YOUR INSTRUCTIONS ▸ Restate the following entries exactly. Keep the pictures out.

EXERCISE DATA ▸

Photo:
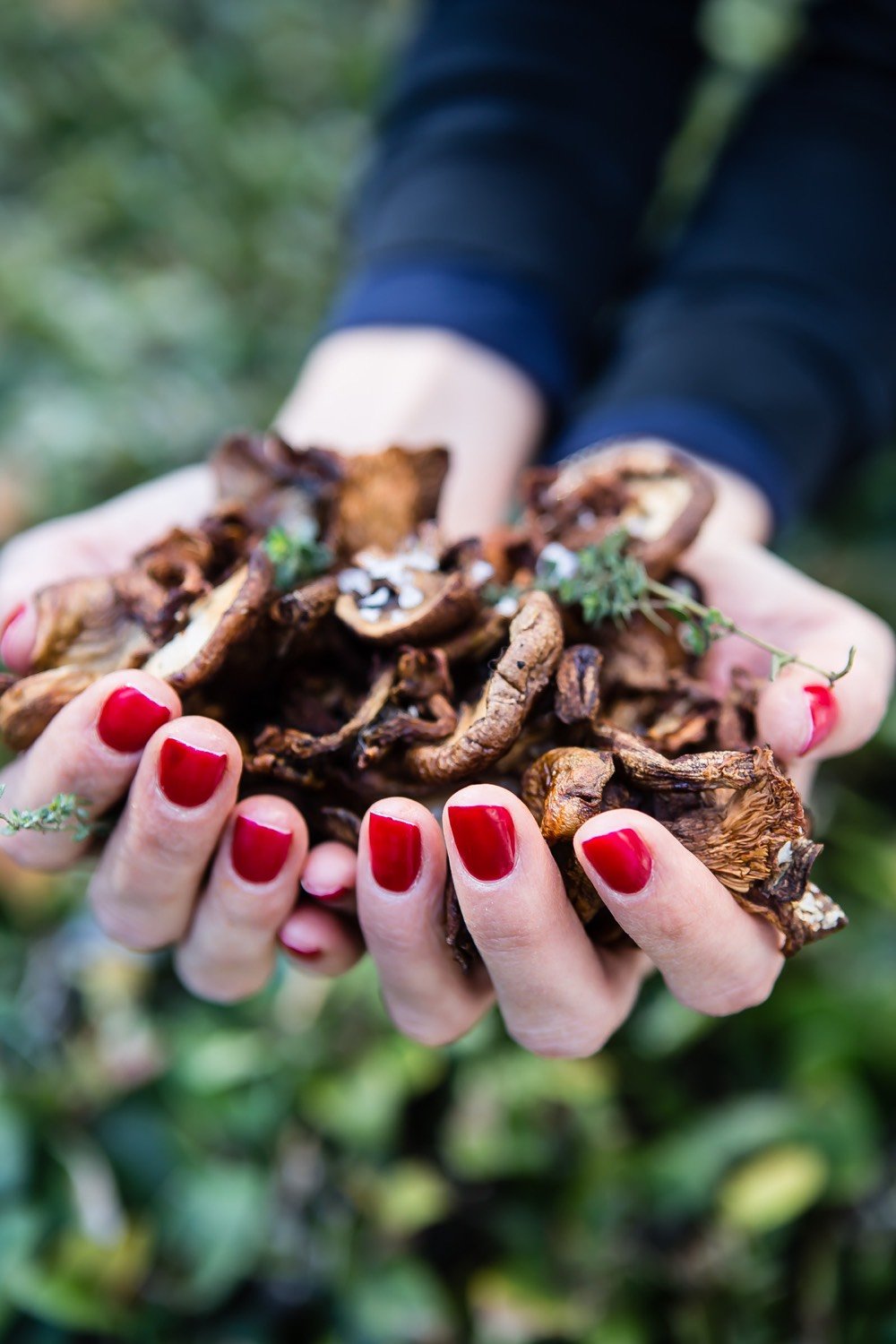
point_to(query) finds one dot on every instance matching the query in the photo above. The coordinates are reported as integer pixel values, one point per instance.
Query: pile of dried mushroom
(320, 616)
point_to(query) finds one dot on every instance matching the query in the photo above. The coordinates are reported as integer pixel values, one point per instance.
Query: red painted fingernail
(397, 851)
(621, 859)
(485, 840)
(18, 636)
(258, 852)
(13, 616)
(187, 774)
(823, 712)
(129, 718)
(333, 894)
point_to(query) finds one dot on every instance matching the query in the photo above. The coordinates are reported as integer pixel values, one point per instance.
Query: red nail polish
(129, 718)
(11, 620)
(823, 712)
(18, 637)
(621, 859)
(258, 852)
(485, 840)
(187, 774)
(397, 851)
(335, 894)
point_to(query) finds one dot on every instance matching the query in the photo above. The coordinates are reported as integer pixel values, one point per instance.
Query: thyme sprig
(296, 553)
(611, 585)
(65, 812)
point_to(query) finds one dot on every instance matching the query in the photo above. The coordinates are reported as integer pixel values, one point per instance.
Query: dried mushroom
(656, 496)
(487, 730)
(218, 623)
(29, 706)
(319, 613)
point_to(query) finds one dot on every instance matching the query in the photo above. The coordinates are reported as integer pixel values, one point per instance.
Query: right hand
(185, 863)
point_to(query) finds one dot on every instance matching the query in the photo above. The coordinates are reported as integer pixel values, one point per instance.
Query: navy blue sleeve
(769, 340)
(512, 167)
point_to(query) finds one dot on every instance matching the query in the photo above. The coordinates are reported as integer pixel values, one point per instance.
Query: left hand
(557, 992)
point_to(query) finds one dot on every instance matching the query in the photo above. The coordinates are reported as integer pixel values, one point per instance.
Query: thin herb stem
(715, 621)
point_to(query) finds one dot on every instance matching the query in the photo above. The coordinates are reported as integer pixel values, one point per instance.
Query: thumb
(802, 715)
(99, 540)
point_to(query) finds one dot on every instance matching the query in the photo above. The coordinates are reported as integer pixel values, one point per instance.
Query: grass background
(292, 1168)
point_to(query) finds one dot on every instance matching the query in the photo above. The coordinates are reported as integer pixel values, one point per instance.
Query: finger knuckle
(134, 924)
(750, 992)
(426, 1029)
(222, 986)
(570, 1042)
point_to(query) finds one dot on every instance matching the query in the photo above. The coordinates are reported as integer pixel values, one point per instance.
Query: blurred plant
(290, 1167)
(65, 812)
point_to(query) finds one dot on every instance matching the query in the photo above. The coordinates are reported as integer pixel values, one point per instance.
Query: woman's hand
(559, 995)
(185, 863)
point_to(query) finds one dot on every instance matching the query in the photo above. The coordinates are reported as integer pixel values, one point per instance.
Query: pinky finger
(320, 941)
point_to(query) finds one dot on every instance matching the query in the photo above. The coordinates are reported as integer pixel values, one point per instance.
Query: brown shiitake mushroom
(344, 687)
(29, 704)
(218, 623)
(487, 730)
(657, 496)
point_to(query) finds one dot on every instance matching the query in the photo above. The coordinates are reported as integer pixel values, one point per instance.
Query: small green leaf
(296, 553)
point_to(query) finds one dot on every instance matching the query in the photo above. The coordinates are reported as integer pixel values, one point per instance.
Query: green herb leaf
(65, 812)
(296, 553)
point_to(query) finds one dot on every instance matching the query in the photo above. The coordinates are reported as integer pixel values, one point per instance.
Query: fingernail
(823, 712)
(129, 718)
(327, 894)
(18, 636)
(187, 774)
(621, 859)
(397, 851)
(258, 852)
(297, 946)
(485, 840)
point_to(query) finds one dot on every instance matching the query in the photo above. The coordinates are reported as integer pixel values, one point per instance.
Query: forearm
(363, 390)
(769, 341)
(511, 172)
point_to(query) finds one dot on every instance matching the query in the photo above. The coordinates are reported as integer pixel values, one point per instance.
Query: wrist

ANSWER TO THIS PROBLEM ▸
Photo:
point_to(query) finds one dot on every instance matching the query in the photo above. The coordinates are reported as integer pixel values, one point per instance.
Query: pile of dried mushroom
(320, 616)
point_to(query) finds one dot on every instance matching the query in the photo above. The coordinates are reported as integer pixel values, one point per instance.
Query: red painted fingernail
(397, 851)
(621, 859)
(485, 840)
(18, 636)
(258, 852)
(13, 616)
(187, 774)
(823, 712)
(129, 718)
(333, 894)
point_to(query) finds one dot on every instance matching the query in the photo above. The coordinates are reported as integer pixel values, one point per instance.
Query: red nail polish
(129, 718)
(11, 620)
(823, 712)
(18, 637)
(621, 859)
(258, 852)
(485, 840)
(187, 774)
(397, 851)
(335, 894)
point_to(query) finds one dot on every instance matching the query in the photo above. The coordinates are reported as integer pixel values, one point per instance.
Query: thyme sprig
(296, 553)
(611, 585)
(65, 812)
point_to(query) finds one dot on every instance matching the query in the photo above. The coordinates are reported as integer pixel values, one point per instance.
Query: dried mushroom
(656, 496)
(487, 730)
(218, 623)
(29, 706)
(319, 613)
point_to(query) finds one dot on every instance matching the query in the photo above. The coordinates are reported as integer pixel values, one point per instance.
Query: right hand
(185, 863)
point_to(query) finds one dot on every instance matching the query in the photo above. The coordinates are reported as integer pixel values, one point per instance.
Query: navy blue sleeve
(769, 340)
(512, 167)
point_to(query) finds one dot on every instance matching the query in the photo above. The coordinates are reported as integer pixel values, one point per instance.
Query: left hand
(557, 992)
point_to(query) finds one dot on every instance matching the query in the photo above. The coordinates are reported as integer pixel values, one point per instance.
Query: thin herb stem
(715, 621)
point_to(query) finds one dot on every instance matching the query in the photo above. The coordinates are reported as integer pixel values, one point per instance.
Query: thumb
(802, 715)
(99, 540)
point_to(query) finds one dot on every instance matching the query in the photo above. The coordinates are reported as integer pixel values, one point per instance.
Query: grass background
(292, 1168)
point_to(query) finds one dot on every instance matching the query in the photo above. The coordinates are reported as integer pixel values, one point per instance.
Query: finger knuckle
(134, 924)
(750, 992)
(426, 1029)
(222, 986)
(570, 1042)
point_to(query) finds one dot on every instance matching the query in the photo above. The coordinates are reported as integer pixel values, one point per instance.
Query: blurred plant
(290, 1167)
(65, 812)
point_to(query) finds one dot on every instance matching the query in the photo above. The coordinates are reported as integer pixel values, one point per instance.
Query: woman's hand
(559, 995)
(185, 863)
point_to(query) finds one dot on every instance matching the query in the photo above. The coordinates are reported as integer pixel values, one point per instance.
Query: pinky finger
(320, 941)
point_to(query) finds one dot on every instance matching the query in the photo above. The coordinates are reported as integer pixel values, one point per instance.
Query: brown shiitake mushroom
(344, 687)
(29, 704)
(218, 623)
(487, 730)
(657, 496)
point_to(query) finds one dot on every instance matching the query in the photo above. The coordinates are reported as integer pixel values, one point per instance.
Query: small green leaf
(296, 553)
point_to(query) finds one dot on every instance matching the query in the photo above. The coordinates are reported as integer pixel values, one point per instance.
Query: green herb leaf
(65, 812)
(296, 553)
point_to(query) finds one dot on every instance matching the query in the photo above. The coordinates are reported as integer pixel values, one point per instance.
Query: fingernail
(823, 712)
(129, 718)
(327, 894)
(18, 636)
(187, 774)
(621, 859)
(397, 851)
(258, 852)
(297, 946)
(485, 840)
point_to(query) finds one dot on every instance matching the query in the photo above. The coordinates are reported as integer pixel values, one point per instance.
Query: forearm
(363, 390)
(769, 341)
(511, 172)
point_to(query) finds one dot on every instance matching the query in the photo above. The coordinates are reported as integer pixel values, one point per instance.
Query: wrist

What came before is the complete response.